_Given problem_.
Rename "instance" to "object" throughout the data below, keep everything else unchanged, and leave the pictures out of your answer.

[Excerpts of location labeling data]
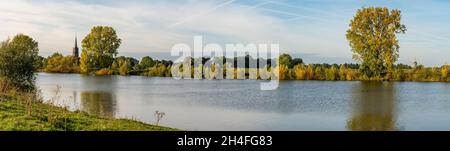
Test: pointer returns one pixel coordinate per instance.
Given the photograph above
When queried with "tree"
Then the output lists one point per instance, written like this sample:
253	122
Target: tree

_Problem solution_.
Test: pointer returns one pixel coordinate per object.
Given the photograph above
When queried with "tree"
Then the output lists one point per object, written like this sample:
253	122
Target: tree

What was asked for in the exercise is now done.